» **TASK REQUIREMENTS**
When copying the records below, omit any image and print everything else exactly.
--- START ---
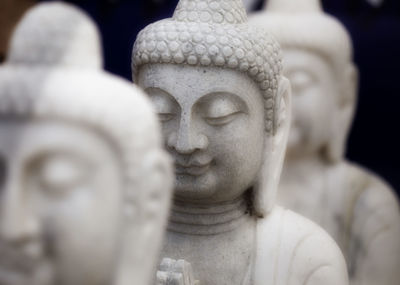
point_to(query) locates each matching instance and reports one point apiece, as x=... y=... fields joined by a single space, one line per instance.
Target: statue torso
x=219 y=259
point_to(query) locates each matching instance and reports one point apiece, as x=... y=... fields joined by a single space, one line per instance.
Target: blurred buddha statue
x=85 y=184
x=355 y=206
x=224 y=105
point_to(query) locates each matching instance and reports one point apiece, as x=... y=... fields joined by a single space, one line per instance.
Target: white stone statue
x=85 y=184
x=354 y=205
x=217 y=86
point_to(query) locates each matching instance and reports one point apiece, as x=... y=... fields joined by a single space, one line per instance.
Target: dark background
x=374 y=140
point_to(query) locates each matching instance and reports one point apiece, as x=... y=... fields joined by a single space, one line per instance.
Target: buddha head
x=318 y=63
x=216 y=84
x=85 y=184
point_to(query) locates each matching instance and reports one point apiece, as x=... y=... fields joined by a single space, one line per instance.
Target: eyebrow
x=224 y=95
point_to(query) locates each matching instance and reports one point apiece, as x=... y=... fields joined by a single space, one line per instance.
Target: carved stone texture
x=224 y=105
x=85 y=184
x=355 y=206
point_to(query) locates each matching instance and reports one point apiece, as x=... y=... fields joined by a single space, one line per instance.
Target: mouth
x=192 y=169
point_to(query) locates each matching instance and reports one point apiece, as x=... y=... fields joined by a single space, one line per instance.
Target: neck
x=211 y=219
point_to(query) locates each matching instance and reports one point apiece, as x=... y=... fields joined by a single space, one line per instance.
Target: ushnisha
x=85 y=183
x=224 y=105
x=355 y=206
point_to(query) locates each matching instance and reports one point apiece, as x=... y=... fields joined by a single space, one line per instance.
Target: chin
x=188 y=187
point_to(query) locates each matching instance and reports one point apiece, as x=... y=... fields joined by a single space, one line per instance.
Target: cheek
x=239 y=144
x=84 y=226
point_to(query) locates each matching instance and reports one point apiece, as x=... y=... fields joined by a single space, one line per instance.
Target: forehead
--- END ---
» **ANSWER SECTION**
point_to(query) locates each matching instance and reports one point apiece, as x=... y=... fields joined by a single space, one line per instance.
Target: statue torso
x=219 y=259
point_to(query) locates each matching instance and reports one point apiece, as x=... y=... fields joined by a single space, one line per instance.
Target: blurred buddha statue
x=85 y=184
x=355 y=206
x=224 y=105
point_to(query) locates each matching instance and reports one point apiece, as x=... y=... fields joined by a single space, one line per instance.
Target: white stone statue
x=85 y=184
x=354 y=205
x=217 y=86
point_to(query) locates each matching instance and reports one point apiece, as x=... y=... fields joined by a single space, one line per instance.
Target: dark background
x=374 y=140
point_to(query) locates each matching instance and reports one point apiece, as x=... y=... fields joined by a single space, one line per instance.
Target: buddha head
x=318 y=63
x=216 y=84
x=85 y=184
point_to(query) locates each matching instance and reports one point apiece, as x=... y=... fields joined by a single space, one line per instance.
Target: eyebrow
x=224 y=95
point_to(query) locates each matching instance and reports one point apiece, as x=... y=... fields joined by a single space, one line per instance.
Target: carved stone texture
x=224 y=105
x=85 y=184
x=355 y=206
point_to(query) locates each matching instance and reports one point apiece, as x=... y=... fields joined by a single space, one line per instance.
Target: mouth
x=192 y=169
point_to(query) locates each matching instance and reports one point apiece, as x=... y=... fields joined by a single space, one line per instance.
Target: neck
x=211 y=219
point_to(query) locates each matching instance and reports one point apiece, as x=... y=... fields joined by a single space, one line per instance.
Target: ushnisha
x=85 y=183
x=224 y=105
x=355 y=206
point_to(query) locates each matching instance and reports one point apiece, as x=... y=... fields joined by a single space, one line per instance.
Target: chin
x=188 y=187
point_to(query) locates each matching instance and reports one point apiece, as x=... y=... fields joined by a single space, one line per instance.
Target: cheek
x=239 y=144
x=84 y=226
point_to(query) locates each matching instance and reports one point apiece, as x=... y=... fields joined by a single space, one line per instance.
Target: forehead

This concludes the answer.